Contents
Timeline
- 5th Century BCE
- Presocratics / Proto-Scientists
- Democritus
- Empedocles
- Socrates
- Presocratics / Proto-Scientists
- 4th Century BCE
- Mathematics
- Euclid
- Plato
- Aristotle
- Mathematics
- Later
- Skeptics
Greek Proto-Scientists
- Democritus and Empedocles were Pre-Socratics, a group born before Socrates that also includes: Thales, Anaximander, Anaximenes, Parmenides, Heraclitus, Anaxagoras, Zeno, Pythagoras.
- Their “attention to questions about the origin and nature of the physical world has led to their being called cosmologists or naturalists.”
- They proposed theories resembling contemporary theories of physics but without the math. Like the Standard Model of Particle Physics, for example, they postulated fundamental entities (atoms and elements) and forces (Love and Strife). But lacking mathematics, their theories couldn’t generate precise, testable predictions.
Democritus’ Atomic Theory
- The Theory
- Atoms are indivisible, solid, infinitely many, and variable in size and shape. They move about in the infinite void, colliding, bouncing around, and combining into clusters through tiny hooks.
- Macroscopic objects are entangled clusters of atoms. They change due to rearrangements and additions to their atoms.
- Sensations are changes in the soul caused by atoms emitted by other objects.

____

■ **REQUIREMENT 1**: Reproduce the records word for word, beginning at the line that contains "Spot the patio door, then" and continuing through the final line of the records.

■ **PROVIDED DATA**:
____

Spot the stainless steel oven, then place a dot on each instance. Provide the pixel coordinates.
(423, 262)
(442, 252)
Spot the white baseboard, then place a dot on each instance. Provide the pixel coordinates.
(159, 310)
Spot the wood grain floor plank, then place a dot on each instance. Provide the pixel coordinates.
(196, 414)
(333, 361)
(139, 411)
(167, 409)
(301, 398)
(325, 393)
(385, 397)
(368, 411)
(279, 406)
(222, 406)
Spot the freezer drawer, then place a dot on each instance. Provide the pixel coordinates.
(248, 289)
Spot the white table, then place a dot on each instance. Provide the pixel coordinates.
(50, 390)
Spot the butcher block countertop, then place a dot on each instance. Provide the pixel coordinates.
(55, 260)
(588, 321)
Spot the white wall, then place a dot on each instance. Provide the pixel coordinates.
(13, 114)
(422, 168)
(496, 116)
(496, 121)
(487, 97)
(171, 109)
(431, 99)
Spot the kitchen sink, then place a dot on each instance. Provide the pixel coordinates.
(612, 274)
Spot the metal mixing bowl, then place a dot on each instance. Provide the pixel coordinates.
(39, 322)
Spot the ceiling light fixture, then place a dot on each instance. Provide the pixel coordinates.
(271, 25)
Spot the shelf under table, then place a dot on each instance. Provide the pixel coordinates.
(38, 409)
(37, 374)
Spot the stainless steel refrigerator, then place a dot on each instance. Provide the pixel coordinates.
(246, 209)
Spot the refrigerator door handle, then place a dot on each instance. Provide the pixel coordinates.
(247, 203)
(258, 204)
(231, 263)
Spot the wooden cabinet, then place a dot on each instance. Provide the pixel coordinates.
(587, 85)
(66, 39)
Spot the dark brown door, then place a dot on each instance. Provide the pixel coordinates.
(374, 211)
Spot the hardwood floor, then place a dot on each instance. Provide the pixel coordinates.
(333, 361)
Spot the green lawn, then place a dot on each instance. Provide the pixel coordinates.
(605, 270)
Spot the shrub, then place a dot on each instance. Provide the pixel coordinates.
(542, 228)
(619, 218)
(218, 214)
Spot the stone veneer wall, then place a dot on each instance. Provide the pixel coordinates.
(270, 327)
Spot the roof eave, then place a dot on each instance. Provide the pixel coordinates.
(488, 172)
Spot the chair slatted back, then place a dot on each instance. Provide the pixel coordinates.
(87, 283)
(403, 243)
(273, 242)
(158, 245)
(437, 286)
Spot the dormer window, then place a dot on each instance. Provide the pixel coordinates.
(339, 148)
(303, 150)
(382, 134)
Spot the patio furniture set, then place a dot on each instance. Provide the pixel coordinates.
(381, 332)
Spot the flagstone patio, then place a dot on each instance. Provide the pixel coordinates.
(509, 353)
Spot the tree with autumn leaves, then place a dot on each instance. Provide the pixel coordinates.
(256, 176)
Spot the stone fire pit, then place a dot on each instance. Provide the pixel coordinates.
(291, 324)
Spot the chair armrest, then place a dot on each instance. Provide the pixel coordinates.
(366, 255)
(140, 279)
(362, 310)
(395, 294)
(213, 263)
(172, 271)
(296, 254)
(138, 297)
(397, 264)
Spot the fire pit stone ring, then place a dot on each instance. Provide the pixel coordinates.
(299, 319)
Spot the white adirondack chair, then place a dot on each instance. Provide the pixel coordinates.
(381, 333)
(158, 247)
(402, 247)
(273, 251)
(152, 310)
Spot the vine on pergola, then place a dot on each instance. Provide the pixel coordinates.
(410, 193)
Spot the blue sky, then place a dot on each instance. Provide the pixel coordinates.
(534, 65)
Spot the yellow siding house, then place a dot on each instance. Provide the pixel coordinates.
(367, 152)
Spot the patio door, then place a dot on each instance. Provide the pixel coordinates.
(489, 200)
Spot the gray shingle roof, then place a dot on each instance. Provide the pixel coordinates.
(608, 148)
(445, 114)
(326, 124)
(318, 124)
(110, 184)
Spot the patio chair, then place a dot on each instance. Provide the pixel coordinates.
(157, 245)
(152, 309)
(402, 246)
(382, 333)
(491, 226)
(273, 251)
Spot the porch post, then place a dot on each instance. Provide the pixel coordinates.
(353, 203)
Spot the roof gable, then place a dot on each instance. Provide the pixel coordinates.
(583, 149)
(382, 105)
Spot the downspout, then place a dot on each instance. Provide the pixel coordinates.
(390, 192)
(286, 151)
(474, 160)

____

■ **REQUIREMENT 2**: Continue the notes on Democritus and the Greek proto-scientists, picking up after their last line.

■ **EXPECTED OUTPUT 1**:
Spot the patio door, then place a dot on each instance. Provide the pixel coordinates.
(489, 200)
Spot the gray shingle roof, then place a dot on each instance. Provide the pixel coordinates.
(608, 148)
(445, 114)
(326, 124)
(318, 124)
(110, 184)
Spot the patio chair, then place a dot on each instance. Provide the pixel coordinates.
(157, 245)
(152, 309)
(402, 246)
(382, 333)
(491, 226)
(273, 251)
Spot the porch post, then place a dot on each instance. Provide the pixel coordinates.
(353, 203)
Spot the roof gable, then place a dot on each instance. Provide the pixel coordinates.
(583, 149)
(382, 105)
Spot the downspout, then place a dot on each instance. Provide the pixel coordinates.
(390, 192)
(286, 151)
(474, 160)

■ **EXPECTED OUTPUT 2**:
Empedocles’ Four Elements
- The Theory:
- Matter is made of four elements: earth, air, fire, and water.
- Nothing comes into being or is destroyed. Rather, things merely transform, changing the ratio of their component elements.
- Two forces govern the elements.
- Strife makes elements withdraw from each other.
- Love makes them mingle.

Socrates
- Socrates walked around Athens asking people questions like: “What is courage?”, “What is self-control?”, “What is piety?” Then he refuted their answers.
- Socrates wrote nothing but appears in Plato’s Dialogues. The problem for scholars is identifying the dialogues in which Socrates speaks for himself rather than for Plato.
- One of the best “Socratic” dialogues is the Euthyphro.

Euthyphro is on his way to prosecute his father for murder, in particular for being negligent in the death of a murderer in his custody. Socrates expresses surprise. Euthyphro replies that he’s merely acting according to the divine law of piety and impiety.
- Socr: Good heavens, Euthyphro! Is your knowledge of piety and impiety so accurate that, assuming the circumstances are as you state them, you can bring your father to justice without fear that you yourself may be doing something impious.
- Euth: If I did not understand all these matters accurately, Socrates, I should not be worth much. Euthyphro would be no better than other men.
- …….
- Socr: Tell me then, what is piety, and what is impiety?
- …….
- Euth. Yes, I should say that piety is what all the gods love and impiety is what all the gods hate.
- [Euthyphro’s third answer]
- Socr: Do the gods love piety because it is pious or is it pious because the gods love it?
- Euth: I do not understand you, Socrates.
- …….
- Euth: My answer is that the gods love piety because it is pious.
- Socr: My question, Euthyphro, was: What is piety? But it turns out that you have not explained to me the essential character of piety; you have been content to mention an effect which belongs to it, namely, that all the gods love it. You have not yet told me what its essential character is.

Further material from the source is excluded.